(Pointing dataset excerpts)
━━━━━━━━━━━━━━━━━━━━

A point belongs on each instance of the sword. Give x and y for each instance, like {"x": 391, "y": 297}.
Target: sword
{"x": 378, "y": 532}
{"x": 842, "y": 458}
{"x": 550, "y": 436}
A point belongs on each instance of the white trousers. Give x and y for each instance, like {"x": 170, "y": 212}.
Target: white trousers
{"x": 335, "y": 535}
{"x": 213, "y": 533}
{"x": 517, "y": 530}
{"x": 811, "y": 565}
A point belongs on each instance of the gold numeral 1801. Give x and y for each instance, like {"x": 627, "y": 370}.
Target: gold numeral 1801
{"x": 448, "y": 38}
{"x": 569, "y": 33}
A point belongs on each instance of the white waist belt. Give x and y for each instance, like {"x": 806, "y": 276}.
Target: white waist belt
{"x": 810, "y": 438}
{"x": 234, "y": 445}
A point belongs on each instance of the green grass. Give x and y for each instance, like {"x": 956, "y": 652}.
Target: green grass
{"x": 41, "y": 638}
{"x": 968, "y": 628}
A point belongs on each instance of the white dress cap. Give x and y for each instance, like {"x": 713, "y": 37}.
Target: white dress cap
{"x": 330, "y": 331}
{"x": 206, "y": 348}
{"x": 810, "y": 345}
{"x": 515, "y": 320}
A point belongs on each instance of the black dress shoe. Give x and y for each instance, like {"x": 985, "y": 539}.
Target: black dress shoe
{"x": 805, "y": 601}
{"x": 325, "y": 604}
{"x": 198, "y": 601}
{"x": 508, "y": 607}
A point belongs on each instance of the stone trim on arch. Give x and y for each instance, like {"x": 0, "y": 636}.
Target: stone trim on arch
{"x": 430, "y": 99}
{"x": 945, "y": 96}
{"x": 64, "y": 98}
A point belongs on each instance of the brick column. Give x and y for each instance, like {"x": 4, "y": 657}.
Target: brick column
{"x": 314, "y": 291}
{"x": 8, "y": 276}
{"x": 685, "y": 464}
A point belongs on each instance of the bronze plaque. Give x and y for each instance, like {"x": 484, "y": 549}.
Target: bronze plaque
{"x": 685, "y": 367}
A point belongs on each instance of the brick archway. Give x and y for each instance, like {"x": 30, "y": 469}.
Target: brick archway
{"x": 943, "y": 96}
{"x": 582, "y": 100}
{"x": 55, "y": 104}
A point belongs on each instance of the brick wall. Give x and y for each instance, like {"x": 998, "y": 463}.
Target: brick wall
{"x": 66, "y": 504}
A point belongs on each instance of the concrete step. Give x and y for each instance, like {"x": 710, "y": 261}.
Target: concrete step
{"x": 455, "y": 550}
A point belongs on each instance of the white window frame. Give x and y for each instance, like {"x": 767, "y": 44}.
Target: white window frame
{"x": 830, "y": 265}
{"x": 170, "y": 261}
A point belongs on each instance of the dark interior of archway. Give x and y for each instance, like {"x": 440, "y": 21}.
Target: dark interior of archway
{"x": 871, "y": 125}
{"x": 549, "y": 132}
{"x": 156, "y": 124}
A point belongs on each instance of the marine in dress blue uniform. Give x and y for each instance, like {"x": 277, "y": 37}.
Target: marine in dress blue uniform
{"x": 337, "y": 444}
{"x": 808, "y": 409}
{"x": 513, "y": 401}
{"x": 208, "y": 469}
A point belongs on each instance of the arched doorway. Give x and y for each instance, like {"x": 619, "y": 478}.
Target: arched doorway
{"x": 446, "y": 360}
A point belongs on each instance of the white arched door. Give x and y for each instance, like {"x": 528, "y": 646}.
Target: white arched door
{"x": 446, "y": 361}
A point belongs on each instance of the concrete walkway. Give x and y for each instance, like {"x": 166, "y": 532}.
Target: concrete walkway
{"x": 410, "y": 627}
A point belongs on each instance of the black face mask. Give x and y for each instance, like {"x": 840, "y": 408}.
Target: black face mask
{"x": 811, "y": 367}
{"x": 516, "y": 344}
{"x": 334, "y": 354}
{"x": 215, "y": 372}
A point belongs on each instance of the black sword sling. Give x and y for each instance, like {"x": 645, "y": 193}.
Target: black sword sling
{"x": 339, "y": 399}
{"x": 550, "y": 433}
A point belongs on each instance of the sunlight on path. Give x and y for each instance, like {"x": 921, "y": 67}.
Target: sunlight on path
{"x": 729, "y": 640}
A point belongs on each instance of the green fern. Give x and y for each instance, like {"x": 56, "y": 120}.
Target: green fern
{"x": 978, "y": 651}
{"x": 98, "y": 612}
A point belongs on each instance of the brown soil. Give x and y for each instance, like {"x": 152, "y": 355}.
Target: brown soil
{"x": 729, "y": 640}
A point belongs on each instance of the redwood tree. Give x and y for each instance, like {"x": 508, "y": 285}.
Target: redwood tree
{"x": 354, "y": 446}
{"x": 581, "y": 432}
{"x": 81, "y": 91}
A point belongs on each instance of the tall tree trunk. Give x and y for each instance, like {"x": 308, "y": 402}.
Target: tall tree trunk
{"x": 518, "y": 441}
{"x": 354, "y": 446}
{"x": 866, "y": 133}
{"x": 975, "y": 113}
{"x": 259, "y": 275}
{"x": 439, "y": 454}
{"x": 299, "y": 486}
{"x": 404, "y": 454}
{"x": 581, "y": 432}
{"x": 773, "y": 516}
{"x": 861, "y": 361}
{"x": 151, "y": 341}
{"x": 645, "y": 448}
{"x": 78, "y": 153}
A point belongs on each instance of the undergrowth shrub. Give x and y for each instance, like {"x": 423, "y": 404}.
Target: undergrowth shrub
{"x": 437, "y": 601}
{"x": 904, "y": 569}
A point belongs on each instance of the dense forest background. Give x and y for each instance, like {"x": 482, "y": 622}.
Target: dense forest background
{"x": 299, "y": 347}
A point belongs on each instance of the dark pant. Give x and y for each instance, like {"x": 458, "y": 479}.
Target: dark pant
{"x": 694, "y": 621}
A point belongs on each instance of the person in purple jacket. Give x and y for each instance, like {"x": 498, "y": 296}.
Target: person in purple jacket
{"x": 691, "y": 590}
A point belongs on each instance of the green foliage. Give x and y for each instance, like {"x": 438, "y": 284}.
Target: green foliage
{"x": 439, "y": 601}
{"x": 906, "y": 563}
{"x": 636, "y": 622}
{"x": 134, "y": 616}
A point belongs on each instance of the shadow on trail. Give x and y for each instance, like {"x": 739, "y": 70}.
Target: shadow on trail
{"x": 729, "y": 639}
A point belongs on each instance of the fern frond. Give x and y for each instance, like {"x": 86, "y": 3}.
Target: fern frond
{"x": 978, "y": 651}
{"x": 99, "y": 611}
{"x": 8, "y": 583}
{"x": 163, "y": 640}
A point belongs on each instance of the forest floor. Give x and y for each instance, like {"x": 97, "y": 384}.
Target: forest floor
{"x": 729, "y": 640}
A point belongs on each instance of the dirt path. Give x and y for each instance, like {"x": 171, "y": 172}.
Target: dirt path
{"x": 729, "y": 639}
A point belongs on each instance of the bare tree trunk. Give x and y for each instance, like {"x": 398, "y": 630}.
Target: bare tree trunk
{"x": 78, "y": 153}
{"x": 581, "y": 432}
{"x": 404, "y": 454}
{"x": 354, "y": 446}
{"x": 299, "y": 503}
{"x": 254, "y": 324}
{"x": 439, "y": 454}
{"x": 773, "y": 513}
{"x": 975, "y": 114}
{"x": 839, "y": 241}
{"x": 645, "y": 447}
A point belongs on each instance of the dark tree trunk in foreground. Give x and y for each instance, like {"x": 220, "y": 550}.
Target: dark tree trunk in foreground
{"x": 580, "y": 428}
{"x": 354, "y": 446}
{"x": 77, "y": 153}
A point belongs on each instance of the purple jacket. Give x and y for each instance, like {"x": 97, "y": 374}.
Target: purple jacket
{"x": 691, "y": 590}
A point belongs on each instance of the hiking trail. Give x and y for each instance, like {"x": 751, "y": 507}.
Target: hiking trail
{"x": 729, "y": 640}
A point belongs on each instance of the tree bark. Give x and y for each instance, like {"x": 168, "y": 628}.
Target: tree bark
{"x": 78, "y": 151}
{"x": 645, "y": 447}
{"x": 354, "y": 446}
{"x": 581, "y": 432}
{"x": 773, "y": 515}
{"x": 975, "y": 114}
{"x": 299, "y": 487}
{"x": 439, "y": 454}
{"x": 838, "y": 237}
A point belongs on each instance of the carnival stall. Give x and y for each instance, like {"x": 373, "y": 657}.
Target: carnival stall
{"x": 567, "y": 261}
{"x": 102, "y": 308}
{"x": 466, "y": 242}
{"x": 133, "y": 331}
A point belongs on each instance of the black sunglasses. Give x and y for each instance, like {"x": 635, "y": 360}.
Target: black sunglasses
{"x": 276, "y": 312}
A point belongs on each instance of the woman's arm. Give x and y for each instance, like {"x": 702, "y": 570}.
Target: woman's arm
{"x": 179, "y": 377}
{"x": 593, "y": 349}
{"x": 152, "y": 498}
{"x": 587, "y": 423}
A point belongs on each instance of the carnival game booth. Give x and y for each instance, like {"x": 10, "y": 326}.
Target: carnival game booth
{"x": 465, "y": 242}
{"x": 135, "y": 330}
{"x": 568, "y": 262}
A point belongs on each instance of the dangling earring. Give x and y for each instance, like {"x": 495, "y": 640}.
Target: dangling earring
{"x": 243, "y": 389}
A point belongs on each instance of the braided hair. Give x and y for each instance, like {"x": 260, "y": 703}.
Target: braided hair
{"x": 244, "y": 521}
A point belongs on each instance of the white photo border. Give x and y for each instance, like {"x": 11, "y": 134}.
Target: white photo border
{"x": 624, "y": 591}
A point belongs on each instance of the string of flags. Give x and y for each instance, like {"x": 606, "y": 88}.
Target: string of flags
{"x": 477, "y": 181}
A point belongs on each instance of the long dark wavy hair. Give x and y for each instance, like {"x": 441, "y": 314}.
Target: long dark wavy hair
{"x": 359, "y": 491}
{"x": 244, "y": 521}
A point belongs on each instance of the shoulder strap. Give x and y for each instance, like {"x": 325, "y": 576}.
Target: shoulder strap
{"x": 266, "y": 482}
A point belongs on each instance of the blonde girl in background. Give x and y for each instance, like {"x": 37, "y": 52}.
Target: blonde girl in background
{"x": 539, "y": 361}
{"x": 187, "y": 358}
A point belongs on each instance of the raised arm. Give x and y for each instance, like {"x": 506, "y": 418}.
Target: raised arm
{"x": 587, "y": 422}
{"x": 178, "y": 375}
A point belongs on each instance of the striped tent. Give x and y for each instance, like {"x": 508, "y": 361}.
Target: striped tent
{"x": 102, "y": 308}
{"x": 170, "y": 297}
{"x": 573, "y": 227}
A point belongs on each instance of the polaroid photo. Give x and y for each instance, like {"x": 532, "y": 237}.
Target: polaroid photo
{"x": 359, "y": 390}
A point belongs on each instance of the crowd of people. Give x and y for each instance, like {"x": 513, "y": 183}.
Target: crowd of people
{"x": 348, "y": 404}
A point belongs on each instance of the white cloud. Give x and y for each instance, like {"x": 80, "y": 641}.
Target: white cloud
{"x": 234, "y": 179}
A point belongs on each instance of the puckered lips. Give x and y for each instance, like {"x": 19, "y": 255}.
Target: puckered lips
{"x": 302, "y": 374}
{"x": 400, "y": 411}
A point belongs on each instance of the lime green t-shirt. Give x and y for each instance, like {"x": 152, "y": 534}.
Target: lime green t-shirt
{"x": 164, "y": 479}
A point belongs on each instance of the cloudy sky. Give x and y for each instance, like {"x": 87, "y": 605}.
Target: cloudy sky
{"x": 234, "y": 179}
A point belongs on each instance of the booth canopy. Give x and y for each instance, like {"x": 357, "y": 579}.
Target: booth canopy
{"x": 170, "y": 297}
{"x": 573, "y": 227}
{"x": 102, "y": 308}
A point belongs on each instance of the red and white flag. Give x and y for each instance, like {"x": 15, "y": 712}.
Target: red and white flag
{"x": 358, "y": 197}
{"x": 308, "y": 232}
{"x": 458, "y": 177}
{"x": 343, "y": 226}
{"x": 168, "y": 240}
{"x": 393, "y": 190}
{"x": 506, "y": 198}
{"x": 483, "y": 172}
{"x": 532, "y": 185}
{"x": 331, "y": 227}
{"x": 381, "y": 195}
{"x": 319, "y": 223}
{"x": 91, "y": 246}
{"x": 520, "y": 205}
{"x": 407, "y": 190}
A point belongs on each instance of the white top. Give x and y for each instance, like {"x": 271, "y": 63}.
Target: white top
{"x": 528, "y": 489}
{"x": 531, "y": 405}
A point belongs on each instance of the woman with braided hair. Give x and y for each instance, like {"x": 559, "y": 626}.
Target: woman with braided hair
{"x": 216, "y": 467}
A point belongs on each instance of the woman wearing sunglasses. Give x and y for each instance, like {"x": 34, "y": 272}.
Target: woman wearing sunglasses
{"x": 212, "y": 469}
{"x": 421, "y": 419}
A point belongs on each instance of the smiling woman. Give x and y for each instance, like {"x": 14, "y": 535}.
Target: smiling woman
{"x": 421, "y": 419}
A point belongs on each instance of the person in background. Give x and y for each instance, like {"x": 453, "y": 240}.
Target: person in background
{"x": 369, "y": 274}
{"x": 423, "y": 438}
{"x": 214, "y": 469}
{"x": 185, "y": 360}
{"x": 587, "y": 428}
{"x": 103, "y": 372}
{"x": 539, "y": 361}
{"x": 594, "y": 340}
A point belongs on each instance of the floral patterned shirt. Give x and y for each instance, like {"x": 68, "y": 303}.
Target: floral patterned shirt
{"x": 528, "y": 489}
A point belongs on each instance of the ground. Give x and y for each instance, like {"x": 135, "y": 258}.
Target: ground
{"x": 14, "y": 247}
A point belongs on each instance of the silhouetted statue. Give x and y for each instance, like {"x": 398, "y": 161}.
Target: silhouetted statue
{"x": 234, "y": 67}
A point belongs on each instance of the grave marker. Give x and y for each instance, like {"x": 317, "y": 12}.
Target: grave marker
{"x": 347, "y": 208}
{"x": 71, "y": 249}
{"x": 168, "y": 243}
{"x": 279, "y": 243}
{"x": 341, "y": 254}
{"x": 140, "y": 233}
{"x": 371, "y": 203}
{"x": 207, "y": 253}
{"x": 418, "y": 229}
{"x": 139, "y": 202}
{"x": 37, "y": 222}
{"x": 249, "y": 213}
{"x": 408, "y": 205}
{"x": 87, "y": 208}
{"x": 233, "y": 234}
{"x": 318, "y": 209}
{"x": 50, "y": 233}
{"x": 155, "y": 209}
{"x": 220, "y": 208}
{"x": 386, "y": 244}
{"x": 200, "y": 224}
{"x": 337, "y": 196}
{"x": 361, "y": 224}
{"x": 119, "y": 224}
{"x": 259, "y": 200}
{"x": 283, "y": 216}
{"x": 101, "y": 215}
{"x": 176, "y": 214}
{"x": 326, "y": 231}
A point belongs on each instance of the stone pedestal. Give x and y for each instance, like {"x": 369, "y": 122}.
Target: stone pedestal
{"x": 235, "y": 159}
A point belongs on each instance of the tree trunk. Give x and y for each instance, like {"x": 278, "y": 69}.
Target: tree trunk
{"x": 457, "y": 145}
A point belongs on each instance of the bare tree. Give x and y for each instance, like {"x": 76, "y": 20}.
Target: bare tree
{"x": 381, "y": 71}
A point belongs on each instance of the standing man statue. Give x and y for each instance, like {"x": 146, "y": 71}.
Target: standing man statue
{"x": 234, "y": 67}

━━━━━━━━━━━━━━━━━━━━

THE PROBLEM: Quote every line from the line containing "A point belongs on each instance of the stone pedestal." through the closing line of the listing, including both.

FINISHED ANSWER:
A point belongs on each instance of the stone pedestal. Give x and y for each instance, like {"x": 369, "y": 122}.
Target: stone pedestal
{"x": 235, "y": 159}
A point belongs on each instance of the tree trunk. Give x and y for each instance, like {"x": 278, "y": 69}.
Target: tree trunk
{"x": 457, "y": 145}
A point belongs on each instance of the bare tree. Give x and y for each instance, like {"x": 76, "y": 20}.
Target: bare tree
{"x": 381, "y": 71}
A point belongs on each instance of the standing man statue. Give x and y for each instance, like {"x": 146, "y": 71}.
Target: standing man statue
{"x": 234, "y": 67}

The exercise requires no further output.